-- Start Listed entries --

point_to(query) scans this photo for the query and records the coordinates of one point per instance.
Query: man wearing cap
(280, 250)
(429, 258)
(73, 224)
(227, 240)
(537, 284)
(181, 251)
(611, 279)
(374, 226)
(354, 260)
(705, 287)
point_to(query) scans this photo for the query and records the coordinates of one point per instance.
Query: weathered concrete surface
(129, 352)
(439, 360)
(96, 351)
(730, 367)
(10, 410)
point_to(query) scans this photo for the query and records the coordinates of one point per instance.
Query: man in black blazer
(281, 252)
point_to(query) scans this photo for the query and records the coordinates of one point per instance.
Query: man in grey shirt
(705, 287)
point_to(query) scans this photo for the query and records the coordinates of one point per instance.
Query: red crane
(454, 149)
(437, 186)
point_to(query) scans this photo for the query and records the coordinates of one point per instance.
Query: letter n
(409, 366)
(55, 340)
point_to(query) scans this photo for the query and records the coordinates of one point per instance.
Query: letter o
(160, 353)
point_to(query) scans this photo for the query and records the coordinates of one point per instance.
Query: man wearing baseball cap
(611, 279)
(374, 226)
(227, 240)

-- End Listed entries --

Your goal
Copy all of the records above line by line, without changing a single character.

Written reply
point_to(query) scans this photo for the query and records the coordinates of one point per instance.
Query: man wearing cap
(280, 250)
(429, 258)
(73, 224)
(227, 240)
(537, 284)
(181, 251)
(611, 279)
(374, 226)
(354, 260)
(705, 287)
point_to(query) scans this photo for the query and records the coordinates of one point per instance.
Query: weathered concrete surface
(129, 352)
(439, 360)
(96, 351)
(730, 367)
(10, 410)
point_to(query) scans this photo for the query and records the coordinates of one point per instance.
Query: man in black blazer
(281, 252)
point_to(query) scans this photo for the query and records the coordinates of one point per instance.
Query: man in grey shirt
(705, 287)
point_to(query) scans this photo for the query and records the coordinates of one point per instance.
Query: red crane
(454, 149)
(437, 186)
point_to(query) scans this photo for the query and records the coordinates of one point per instance.
Query: letter n
(409, 366)
(55, 340)
point_to(query) scans this photo for the query and records the coordinates of one point per instance.
Query: letter o
(160, 353)
point_to(query) scans this photo for the query and records the coordinates of one point per instance.
Query: man wearing baseball cap
(611, 279)
(374, 226)
(227, 240)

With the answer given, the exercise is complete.